▶ [MATERIAL SUPPLIED]
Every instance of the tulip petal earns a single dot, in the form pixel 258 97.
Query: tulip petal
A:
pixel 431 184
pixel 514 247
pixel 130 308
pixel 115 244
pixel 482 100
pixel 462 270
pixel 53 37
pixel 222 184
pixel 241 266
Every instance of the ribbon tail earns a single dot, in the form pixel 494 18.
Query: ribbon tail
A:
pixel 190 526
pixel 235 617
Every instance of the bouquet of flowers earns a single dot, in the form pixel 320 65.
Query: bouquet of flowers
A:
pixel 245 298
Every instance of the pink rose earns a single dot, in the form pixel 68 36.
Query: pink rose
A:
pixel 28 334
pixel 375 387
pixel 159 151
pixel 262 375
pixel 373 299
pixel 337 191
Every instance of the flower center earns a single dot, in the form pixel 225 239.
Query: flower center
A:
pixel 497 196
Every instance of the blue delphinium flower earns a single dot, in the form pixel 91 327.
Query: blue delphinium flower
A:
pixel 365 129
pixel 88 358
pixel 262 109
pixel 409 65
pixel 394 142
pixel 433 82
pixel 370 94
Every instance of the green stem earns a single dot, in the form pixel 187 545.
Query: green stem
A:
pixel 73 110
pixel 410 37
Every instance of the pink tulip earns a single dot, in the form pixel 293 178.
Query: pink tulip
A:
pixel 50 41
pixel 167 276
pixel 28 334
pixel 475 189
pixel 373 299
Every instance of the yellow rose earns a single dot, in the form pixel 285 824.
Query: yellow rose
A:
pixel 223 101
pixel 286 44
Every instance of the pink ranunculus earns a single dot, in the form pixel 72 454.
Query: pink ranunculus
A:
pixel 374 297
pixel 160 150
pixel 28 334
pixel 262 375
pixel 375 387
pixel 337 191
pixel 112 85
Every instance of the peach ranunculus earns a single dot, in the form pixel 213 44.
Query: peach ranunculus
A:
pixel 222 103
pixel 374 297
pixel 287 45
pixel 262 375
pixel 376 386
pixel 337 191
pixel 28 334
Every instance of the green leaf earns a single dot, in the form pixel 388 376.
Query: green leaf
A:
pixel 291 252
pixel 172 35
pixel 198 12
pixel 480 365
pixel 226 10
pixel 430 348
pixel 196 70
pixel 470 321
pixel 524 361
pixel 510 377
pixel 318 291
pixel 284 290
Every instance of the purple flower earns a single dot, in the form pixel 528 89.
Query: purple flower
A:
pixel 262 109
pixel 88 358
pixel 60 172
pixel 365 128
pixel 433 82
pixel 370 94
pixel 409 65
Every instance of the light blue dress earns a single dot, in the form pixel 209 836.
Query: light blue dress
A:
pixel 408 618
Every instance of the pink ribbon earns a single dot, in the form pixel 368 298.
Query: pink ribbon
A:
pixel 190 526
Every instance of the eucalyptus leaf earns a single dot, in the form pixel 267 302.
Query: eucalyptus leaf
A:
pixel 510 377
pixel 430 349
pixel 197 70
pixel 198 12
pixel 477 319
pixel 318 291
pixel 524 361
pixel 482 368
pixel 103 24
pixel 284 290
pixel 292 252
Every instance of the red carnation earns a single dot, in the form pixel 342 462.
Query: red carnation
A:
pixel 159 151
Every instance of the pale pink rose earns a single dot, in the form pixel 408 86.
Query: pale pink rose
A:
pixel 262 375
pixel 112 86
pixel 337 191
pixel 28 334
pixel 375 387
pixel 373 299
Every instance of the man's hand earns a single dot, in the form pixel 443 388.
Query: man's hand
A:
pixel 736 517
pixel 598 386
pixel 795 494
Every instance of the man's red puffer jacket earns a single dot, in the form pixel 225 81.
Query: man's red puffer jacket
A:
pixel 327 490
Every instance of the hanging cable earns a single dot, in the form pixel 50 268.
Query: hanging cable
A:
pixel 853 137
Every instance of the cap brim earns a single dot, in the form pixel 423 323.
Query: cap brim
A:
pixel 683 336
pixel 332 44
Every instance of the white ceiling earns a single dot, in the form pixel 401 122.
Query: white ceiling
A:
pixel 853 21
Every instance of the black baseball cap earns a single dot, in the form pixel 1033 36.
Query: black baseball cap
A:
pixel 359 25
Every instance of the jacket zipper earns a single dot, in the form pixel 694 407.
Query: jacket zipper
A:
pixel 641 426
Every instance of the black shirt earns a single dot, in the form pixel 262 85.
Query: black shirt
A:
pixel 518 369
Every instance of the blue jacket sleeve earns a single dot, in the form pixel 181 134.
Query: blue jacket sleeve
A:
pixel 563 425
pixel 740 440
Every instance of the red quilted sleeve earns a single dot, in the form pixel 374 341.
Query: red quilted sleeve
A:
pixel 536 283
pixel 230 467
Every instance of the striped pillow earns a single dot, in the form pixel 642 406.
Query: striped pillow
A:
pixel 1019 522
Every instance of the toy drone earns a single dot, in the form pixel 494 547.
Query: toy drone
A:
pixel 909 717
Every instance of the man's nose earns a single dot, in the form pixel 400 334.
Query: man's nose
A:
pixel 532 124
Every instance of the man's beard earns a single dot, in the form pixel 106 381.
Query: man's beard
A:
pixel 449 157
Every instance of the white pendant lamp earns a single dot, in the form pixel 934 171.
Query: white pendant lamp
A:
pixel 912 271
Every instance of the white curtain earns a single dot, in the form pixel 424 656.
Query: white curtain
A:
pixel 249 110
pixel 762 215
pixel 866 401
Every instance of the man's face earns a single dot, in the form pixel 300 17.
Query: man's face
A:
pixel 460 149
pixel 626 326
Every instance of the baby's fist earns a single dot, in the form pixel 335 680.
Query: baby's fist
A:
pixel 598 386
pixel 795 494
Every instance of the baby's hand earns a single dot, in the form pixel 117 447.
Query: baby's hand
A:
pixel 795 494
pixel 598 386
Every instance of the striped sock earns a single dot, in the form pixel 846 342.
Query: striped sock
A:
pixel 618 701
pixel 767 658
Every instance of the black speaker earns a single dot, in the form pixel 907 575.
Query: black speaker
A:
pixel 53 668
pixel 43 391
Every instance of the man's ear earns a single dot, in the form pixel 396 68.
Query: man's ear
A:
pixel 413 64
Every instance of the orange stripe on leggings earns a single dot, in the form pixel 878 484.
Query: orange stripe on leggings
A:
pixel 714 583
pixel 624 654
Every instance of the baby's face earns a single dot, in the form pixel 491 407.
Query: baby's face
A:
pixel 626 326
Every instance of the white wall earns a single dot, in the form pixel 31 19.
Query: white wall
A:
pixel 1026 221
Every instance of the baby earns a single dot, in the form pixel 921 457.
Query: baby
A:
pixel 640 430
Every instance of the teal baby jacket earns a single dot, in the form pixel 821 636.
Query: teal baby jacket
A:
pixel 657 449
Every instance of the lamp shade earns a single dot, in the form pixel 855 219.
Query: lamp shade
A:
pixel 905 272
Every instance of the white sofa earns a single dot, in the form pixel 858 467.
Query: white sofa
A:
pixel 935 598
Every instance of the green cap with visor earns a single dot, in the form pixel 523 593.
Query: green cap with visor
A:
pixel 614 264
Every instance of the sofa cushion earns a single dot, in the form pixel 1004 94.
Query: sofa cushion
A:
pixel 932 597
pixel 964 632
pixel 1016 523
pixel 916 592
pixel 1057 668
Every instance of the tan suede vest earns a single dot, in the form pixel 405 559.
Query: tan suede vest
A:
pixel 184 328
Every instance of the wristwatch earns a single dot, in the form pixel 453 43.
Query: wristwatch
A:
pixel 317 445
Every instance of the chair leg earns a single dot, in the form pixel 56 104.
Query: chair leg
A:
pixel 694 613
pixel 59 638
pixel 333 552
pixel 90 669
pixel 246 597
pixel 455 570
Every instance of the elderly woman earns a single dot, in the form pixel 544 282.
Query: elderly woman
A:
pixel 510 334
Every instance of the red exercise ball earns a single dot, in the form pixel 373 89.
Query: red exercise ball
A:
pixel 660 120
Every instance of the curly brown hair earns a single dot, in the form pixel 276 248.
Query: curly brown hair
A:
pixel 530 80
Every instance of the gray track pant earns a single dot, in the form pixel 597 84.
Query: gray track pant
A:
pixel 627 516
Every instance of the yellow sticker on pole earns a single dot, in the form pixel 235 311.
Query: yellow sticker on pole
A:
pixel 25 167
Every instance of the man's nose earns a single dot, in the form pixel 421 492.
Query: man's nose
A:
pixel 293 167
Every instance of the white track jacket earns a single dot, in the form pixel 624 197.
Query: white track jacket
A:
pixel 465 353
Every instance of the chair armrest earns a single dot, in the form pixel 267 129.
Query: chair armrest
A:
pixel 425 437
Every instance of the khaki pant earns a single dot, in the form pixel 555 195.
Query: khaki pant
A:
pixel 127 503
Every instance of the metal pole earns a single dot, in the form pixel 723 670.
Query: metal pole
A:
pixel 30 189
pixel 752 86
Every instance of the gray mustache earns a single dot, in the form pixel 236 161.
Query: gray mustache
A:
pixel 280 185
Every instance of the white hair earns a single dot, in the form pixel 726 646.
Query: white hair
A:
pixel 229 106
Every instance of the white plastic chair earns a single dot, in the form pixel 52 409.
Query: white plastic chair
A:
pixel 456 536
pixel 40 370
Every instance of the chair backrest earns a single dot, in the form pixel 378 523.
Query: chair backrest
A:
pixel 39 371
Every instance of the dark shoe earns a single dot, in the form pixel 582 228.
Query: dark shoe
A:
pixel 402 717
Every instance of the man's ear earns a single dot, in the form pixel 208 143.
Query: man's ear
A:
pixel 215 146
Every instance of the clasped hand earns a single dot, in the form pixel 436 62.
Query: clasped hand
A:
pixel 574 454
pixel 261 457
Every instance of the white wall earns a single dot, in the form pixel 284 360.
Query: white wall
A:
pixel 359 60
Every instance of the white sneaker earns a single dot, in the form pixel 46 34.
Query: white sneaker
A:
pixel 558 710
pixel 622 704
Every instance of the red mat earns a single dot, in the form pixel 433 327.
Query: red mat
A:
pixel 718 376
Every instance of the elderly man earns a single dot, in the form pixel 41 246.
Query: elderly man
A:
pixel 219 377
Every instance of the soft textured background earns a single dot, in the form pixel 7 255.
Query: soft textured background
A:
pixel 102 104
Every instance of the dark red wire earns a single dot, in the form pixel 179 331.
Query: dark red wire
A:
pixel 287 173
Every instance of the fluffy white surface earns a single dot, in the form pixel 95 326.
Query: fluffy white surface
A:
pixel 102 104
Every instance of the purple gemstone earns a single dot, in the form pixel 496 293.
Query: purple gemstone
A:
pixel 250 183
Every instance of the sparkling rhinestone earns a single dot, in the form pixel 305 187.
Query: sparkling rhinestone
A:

▶ [GOAL OF THE EXERCISE] Copy out each line of the data that includes the string "plastic".

▶ [SOLVED PROBLEM]
Every instance of the white plastic chair earns a single dot, in the form pixel 52 409.
Query: white plastic chair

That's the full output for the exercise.